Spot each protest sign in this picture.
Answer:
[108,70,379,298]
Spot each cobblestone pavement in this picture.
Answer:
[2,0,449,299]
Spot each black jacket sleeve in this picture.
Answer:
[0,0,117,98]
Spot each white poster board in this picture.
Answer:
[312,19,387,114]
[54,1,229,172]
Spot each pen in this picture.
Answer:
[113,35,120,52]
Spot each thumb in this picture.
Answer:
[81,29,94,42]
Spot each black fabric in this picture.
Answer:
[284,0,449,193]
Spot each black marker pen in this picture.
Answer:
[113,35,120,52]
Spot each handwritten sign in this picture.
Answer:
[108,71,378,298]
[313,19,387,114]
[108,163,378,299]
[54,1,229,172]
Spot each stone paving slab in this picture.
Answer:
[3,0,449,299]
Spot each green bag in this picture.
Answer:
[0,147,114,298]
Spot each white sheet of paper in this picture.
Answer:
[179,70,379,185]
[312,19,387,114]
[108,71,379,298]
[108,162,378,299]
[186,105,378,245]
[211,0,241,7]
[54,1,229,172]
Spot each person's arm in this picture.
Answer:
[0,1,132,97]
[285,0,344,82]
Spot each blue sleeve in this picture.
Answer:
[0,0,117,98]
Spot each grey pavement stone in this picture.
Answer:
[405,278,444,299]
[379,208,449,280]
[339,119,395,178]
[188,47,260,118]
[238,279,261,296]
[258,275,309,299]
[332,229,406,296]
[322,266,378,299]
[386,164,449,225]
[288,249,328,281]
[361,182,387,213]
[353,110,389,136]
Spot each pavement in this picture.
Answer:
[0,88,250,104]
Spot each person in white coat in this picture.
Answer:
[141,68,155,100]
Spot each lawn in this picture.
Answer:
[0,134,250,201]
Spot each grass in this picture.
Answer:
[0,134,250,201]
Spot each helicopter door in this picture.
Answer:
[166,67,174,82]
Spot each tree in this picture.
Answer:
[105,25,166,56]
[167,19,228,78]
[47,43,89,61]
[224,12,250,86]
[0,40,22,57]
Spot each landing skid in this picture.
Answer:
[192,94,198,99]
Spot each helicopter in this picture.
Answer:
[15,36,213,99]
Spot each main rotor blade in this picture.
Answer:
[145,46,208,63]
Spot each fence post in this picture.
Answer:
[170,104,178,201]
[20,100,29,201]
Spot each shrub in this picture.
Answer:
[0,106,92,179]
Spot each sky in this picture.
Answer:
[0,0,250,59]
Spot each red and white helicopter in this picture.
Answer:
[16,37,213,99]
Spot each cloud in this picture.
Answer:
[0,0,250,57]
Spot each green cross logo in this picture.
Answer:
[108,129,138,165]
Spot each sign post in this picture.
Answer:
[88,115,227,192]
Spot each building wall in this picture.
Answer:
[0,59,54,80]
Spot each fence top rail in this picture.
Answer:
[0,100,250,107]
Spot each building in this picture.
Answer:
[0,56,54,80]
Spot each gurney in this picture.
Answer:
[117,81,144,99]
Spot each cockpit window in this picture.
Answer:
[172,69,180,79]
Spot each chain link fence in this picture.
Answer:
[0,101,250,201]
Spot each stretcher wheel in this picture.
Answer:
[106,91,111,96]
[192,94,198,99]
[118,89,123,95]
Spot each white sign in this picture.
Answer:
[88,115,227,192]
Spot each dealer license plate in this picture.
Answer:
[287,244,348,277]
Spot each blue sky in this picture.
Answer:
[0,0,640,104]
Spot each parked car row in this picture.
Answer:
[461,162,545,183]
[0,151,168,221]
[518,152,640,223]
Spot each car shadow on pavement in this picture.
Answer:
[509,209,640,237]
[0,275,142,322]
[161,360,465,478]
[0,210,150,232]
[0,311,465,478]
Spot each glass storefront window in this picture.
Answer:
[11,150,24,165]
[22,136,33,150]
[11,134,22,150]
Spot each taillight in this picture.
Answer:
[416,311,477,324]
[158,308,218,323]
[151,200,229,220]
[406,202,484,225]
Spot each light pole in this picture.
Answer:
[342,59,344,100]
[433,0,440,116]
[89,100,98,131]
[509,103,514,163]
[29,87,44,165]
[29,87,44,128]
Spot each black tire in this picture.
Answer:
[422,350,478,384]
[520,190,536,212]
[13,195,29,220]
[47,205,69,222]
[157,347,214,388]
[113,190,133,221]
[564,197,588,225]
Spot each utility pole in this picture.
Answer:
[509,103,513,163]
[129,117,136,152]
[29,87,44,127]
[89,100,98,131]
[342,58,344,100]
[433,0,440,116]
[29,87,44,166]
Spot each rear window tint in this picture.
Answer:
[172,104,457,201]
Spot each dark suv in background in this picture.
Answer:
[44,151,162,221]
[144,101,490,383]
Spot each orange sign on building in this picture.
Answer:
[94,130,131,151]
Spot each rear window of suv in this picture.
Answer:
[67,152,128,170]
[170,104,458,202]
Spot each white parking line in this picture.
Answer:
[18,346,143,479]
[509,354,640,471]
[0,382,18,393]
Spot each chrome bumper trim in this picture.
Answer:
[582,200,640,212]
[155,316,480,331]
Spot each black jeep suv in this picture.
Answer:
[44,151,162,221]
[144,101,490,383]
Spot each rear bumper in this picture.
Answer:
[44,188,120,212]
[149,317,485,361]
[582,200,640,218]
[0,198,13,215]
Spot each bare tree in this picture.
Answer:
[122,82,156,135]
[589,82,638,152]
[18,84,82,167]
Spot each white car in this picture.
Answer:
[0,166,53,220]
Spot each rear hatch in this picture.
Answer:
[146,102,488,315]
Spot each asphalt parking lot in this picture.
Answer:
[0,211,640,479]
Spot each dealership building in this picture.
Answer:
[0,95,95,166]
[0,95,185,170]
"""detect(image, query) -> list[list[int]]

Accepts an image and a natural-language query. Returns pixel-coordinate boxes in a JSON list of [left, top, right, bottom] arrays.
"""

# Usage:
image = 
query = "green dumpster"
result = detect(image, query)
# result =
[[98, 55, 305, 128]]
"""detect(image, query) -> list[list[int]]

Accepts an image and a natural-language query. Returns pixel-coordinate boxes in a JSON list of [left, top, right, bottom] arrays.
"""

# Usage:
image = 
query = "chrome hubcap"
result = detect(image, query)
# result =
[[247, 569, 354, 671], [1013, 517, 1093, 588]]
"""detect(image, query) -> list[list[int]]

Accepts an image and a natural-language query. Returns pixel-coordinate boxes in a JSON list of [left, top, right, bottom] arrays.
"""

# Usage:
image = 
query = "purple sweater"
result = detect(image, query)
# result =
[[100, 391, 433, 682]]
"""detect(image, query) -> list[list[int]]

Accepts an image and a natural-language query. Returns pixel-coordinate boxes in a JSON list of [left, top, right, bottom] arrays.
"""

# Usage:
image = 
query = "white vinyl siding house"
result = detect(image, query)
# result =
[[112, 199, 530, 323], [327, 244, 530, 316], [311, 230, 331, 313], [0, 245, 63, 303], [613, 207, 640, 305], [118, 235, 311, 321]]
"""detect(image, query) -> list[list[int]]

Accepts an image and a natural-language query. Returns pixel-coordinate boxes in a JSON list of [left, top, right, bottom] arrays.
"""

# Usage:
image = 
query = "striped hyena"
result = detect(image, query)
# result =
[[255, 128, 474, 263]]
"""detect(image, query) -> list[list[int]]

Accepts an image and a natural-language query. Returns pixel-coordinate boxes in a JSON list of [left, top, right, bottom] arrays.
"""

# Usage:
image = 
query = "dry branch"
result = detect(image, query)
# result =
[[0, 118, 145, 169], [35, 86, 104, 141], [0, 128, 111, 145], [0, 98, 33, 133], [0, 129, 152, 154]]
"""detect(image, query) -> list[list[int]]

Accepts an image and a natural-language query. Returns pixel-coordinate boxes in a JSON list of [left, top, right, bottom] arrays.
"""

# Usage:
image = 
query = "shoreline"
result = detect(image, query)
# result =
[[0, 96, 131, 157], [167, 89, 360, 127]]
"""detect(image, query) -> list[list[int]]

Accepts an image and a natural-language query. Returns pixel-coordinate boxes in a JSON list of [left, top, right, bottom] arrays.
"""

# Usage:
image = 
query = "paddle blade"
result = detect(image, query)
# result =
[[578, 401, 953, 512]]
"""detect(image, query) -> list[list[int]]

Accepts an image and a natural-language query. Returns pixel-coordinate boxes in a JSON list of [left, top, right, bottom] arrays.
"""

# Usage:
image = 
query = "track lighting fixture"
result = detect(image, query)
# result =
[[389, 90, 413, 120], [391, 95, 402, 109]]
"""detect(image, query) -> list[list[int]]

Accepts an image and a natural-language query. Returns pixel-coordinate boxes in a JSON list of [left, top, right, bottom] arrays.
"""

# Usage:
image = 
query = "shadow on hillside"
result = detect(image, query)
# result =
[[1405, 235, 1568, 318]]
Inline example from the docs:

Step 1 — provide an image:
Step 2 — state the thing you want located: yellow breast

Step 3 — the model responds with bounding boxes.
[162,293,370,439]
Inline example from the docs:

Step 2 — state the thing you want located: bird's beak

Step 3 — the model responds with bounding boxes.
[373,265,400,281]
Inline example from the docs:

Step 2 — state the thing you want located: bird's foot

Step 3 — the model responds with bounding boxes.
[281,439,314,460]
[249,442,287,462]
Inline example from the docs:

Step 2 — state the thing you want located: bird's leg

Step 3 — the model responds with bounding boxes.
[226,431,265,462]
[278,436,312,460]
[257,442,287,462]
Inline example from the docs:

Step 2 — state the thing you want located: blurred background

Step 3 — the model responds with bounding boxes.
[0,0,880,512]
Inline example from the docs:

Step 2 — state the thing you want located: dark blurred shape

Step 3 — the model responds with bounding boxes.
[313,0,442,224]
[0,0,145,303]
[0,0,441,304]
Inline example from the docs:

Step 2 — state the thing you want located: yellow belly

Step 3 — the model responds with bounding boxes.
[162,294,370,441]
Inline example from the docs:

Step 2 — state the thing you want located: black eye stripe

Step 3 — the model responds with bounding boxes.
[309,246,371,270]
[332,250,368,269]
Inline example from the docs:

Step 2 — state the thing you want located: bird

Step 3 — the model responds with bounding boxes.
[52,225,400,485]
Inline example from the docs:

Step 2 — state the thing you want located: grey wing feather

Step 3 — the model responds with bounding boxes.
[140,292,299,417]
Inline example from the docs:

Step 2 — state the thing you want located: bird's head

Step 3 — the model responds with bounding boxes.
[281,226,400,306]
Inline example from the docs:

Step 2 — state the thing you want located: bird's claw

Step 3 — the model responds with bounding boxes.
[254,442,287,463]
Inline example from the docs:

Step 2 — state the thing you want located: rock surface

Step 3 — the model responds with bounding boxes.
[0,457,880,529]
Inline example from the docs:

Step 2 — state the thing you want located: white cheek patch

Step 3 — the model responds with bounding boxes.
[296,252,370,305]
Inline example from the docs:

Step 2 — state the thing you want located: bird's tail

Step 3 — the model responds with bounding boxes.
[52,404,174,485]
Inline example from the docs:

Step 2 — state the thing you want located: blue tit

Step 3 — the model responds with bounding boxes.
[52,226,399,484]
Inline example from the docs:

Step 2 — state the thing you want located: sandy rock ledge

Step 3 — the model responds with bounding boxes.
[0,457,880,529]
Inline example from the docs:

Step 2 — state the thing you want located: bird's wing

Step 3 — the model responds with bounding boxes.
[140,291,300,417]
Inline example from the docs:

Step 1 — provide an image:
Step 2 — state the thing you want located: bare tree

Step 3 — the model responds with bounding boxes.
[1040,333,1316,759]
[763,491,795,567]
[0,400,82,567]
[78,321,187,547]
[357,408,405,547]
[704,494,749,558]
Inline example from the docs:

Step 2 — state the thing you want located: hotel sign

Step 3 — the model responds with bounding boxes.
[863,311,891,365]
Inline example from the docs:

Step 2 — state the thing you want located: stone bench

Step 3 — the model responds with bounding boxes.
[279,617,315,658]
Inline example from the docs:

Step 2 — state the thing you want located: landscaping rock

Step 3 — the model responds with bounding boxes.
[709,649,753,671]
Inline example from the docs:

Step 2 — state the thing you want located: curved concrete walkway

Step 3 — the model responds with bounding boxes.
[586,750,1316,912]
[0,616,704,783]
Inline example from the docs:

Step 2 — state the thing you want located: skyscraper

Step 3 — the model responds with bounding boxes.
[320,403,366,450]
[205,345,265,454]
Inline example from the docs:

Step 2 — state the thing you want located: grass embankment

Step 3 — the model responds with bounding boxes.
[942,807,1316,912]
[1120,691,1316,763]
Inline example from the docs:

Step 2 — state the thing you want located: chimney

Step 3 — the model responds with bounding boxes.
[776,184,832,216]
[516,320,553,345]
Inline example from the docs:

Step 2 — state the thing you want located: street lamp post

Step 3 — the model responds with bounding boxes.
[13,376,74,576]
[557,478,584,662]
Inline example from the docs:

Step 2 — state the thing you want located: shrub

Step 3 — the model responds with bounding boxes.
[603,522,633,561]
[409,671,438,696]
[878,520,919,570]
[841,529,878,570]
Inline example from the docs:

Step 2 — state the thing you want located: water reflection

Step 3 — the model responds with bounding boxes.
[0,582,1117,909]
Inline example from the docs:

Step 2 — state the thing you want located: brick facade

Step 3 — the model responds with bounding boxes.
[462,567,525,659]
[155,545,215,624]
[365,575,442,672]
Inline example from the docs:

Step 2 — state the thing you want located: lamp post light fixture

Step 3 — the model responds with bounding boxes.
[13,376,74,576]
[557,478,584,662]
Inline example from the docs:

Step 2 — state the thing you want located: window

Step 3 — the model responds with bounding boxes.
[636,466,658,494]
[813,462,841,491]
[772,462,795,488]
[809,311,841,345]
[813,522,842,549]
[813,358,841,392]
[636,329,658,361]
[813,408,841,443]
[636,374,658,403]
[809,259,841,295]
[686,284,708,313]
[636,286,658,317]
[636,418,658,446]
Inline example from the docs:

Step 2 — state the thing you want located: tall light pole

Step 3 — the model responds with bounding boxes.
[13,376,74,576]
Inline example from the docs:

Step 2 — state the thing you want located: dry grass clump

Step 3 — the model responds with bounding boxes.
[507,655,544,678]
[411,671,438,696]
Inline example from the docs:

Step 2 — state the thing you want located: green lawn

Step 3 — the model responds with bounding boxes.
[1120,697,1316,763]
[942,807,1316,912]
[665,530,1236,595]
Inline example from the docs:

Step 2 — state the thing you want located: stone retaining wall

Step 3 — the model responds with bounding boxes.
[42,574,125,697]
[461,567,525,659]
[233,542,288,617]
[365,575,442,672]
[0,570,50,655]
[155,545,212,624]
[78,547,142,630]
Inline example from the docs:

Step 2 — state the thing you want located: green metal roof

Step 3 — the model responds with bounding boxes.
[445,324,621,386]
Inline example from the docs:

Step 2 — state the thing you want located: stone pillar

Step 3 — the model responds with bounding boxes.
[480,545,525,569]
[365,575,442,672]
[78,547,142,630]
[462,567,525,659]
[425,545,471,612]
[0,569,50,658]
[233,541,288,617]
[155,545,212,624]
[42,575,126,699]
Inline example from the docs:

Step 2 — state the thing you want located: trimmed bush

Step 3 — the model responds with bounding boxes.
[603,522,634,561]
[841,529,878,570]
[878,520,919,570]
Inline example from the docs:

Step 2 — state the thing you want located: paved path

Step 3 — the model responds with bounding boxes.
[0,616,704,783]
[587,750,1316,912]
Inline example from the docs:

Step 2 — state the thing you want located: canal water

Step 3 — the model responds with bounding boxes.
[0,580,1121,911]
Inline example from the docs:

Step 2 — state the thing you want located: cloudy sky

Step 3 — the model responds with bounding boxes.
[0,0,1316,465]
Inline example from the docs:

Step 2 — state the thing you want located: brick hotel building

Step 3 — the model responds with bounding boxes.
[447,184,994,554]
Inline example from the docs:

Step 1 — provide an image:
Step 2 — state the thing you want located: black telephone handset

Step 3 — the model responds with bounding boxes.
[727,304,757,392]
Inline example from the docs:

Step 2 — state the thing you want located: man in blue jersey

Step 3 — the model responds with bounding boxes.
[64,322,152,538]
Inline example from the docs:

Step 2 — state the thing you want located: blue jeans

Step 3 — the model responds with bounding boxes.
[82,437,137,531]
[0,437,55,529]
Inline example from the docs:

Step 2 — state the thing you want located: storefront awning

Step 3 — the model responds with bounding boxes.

****

Reproduce the data above verbatim, from its first line through the line containing "[3,0,449,299]", with both of those lines included.

Spot each protest sign in this picture.
Answer:
[108,70,379,298]
Spot each cobblestone pavement in this picture.
Answer:
[2,0,449,299]
Spot each black jacket sleeve in this picture.
Answer:
[0,0,117,98]
Spot each white poster board in this picture.
Answer:
[312,19,387,114]
[54,1,229,172]
Spot each pen in this picture.
Answer:
[113,35,120,52]
Spot each thumb in this picture.
Answer:
[81,29,94,42]
Spot each black fabric in this picture.
Answer:
[284,0,449,193]
Spot each black marker pen in this picture.
Answer:
[113,35,120,52]
Spot each handwritten sign in this picture.
Answer:
[108,71,378,298]
[313,19,387,114]
[108,163,378,299]
[54,1,229,172]
Spot each stone paving slab in this picture.
Answer:
[3,0,449,299]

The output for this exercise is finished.